__THE PROBLEM__:
Whenever a line in this data holds the word "each", report that line in full.
_ _ _
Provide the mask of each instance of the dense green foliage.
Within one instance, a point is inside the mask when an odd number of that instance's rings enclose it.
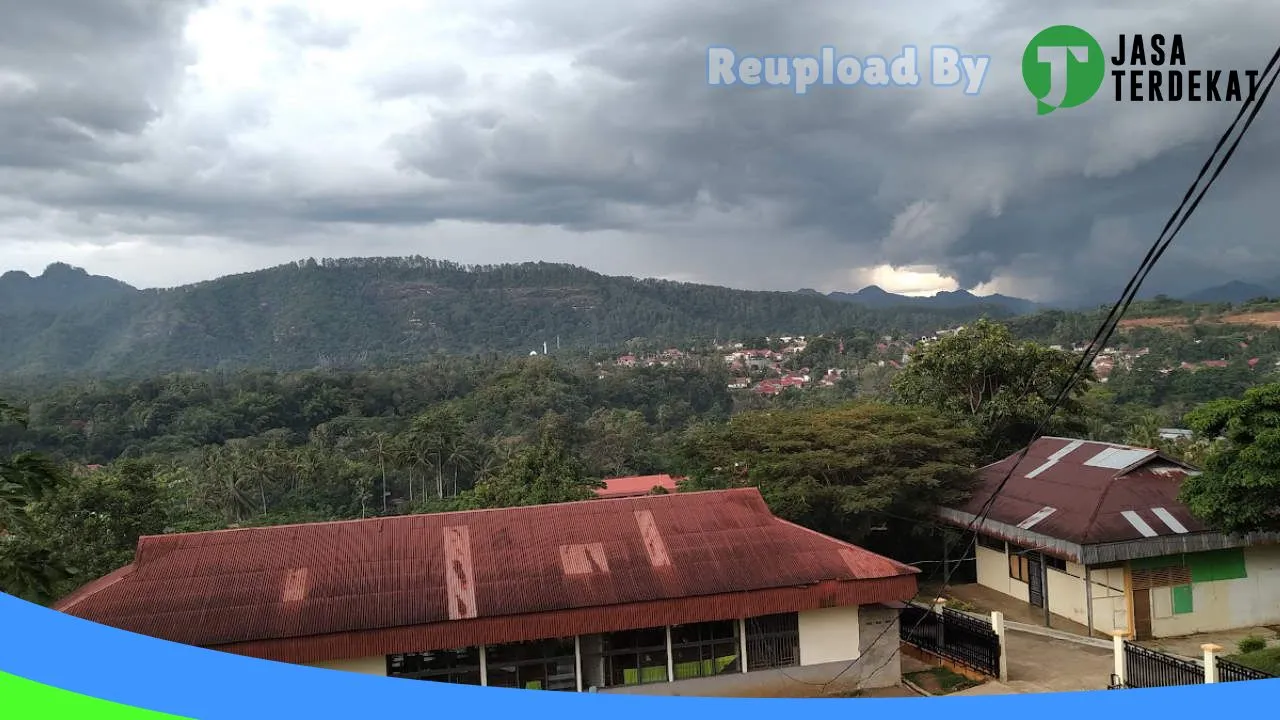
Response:
[[[1200,435],[1222,438],[1204,473],[1183,483],[1187,506],[1228,532],[1280,531],[1280,384],[1207,403],[1187,420]]]
[[[1003,325],[979,321],[919,348],[893,380],[903,401],[961,418],[978,432],[983,464],[1026,445],[1076,371],[1078,356],[1018,342]],[[1060,403],[1049,429],[1078,434],[1084,376]]]
[[[645,302],[654,298],[676,298],[694,308],[705,300],[697,316],[702,319],[689,321],[695,325],[721,317],[712,306],[722,300],[739,327],[750,324],[743,318],[775,311],[782,313],[776,317],[794,318],[809,312],[782,299],[785,294],[601,278],[560,266],[473,271],[423,261],[304,264],[268,272],[278,273],[273,282],[291,289],[273,295],[271,283],[244,276],[174,295],[151,293],[148,302],[205,292],[235,300],[244,288],[255,287],[255,298],[272,299],[254,302],[270,305],[290,295],[305,299],[303,286],[316,278],[347,282],[362,276],[361,287],[378,295],[388,283],[431,277],[436,284],[420,297],[447,295],[455,283],[454,297],[464,298],[456,306],[461,308],[479,302],[465,299],[473,297],[472,290],[474,297],[501,305],[511,288],[581,288],[573,283],[589,277],[596,278],[592,292],[628,304],[644,316],[647,328],[675,317],[645,314],[641,309],[652,307]],[[490,272],[498,275],[490,278]],[[466,283],[475,287],[458,289]],[[327,297],[333,290],[315,292]],[[699,300],[703,292],[708,295]],[[717,294],[722,292],[729,294]],[[182,302],[196,303],[206,319],[230,317],[201,304],[213,300]],[[898,370],[910,343],[881,337],[902,336],[882,328],[918,322],[932,334],[937,327],[927,323],[951,323],[923,313],[886,316],[888,311],[875,315],[858,308],[846,317],[821,298],[802,302],[818,303],[810,307],[817,308],[812,325],[804,328],[844,329],[810,337],[783,369],[815,376],[840,370],[843,379],[833,387],[787,390],[777,397],[728,390],[723,351],[698,340],[672,342],[690,357],[670,367],[616,366],[611,360],[622,347],[665,347],[658,335],[637,339],[622,325],[610,333],[623,342],[594,357],[465,356],[457,352],[462,347],[402,335],[403,357],[422,359],[359,370],[207,370],[60,383],[10,375],[0,380],[7,382],[0,395],[11,401],[0,404],[0,588],[47,601],[128,562],[145,534],[572,501],[591,497],[601,478],[660,472],[688,474],[687,485],[694,489],[759,487],[784,518],[914,561],[937,549],[936,539],[919,537],[931,528],[936,504],[962,495],[975,466],[1015,451],[1074,367],[1076,356],[1069,350],[1047,345],[1070,348],[1093,330],[1089,314],[1043,313],[1010,323],[1010,329],[978,322],[917,347]],[[114,312],[106,309],[111,303],[100,304],[102,312]],[[232,302],[249,319],[240,330],[209,337],[235,345],[243,340],[236,332],[258,337],[260,323],[276,322],[274,315],[254,315],[252,304]],[[1155,307],[1171,312],[1174,306]],[[336,333],[333,347],[347,342],[342,333],[368,329],[344,328],[372,322],[358,308],[331,309],[349,313],[326,330]],[[671,337],[692,327],[680,324],[693,317],[688,311],[682,307],[685,319],[664,326]],[[329,310],[316,312],[308,316],[323,318]],[[289,317],[294,327],[313,328],[301,315]],[[547,315],[539,317],[546,321]],[[839,322],[850,324],[823,325]],[[457,323],[466,325],[462,315]],[[474,342],[496,342],[489,330],[476,332]],[[1076,332],[1085,337],[1054,337]],[[591,342],[581,332],[565,334]],[[708,332],[703,340],[710,337]],[[749,347],[782,345],[737,337]],[[507,347],[525,342],[508,340]],[[168,341],[156,342],[155,348],[167,347]],[[284,345],[328,342],[303,333]],[[1083,383],[1050,431],[1159,447],[1203,462],[1207,472],[1187,486],[1198,513],[1224,528],[1270,527],[1274,516],[1259,507],[1280,505],[1271,480],[1280,477],[1280,441],[1268,434],[1276,432],[1280,391],[1249,388],[1276,379],[1280,331],[1212,323],[1128,328],[1112,345],[1117,357],[1129,353],[1130,359],[1117,361],[1106,384]],[[172,345],[178,348],[172,352],[185,352],[180,346]],[[216,346],[207,346],[209,357],[224,357]],[[256,346],[243,347],[249,349],[232,365],[260,363]],[[431,354],[432,348],[448,352]],[[113,357],[137,363],[140,356]],[[315,364],[301,355],[294,359]],[[1225,367],[1183,366],[1203,360],[1220,360]],[[1196,439],[1160,438],[1159,428],[1180,426],[1186,411],[1206,402],[1189,418]],[[1214,442],[1218,433],[1226,439]]]
[[[683,469],[690,488],[758,487],[783,517],[866,543],[873,527],[910,528],[962,498],[973,479],[971,440],[924,408],[755,411],[690,432]]]

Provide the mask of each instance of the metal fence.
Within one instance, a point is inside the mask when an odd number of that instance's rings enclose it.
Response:
[[[1238,682],[1240,680],[1271,680],[1271,673],[1255,670],[1251,667],[1218,658],[1218,682]]]
[[[1204,682],[1204,666],[1129,641],[1124,643],[1124,684],[1131,688],[1199,685]]]
[[[961,612],[909,603],[898,617],[903,642],[980,673],[1000,674],[1000,636],[991,623]]]
[[[1214,663],[1218,668],[1218,682],[1270,680],[1274,677],[1222,658],[1214,658]],[[1204,683],[1205,673],[1204,665],[1195,660],[1175,657],[1125,641],[1124,674],[1124,684],[1120,684],[1119,679],[1112,675],[1108,689],[1201,685]]]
_ _ _
__RESPONSE AREA__:
Provide the mask of each instance of the dense green foliage.
Provide the mask of each instance of the metal fence.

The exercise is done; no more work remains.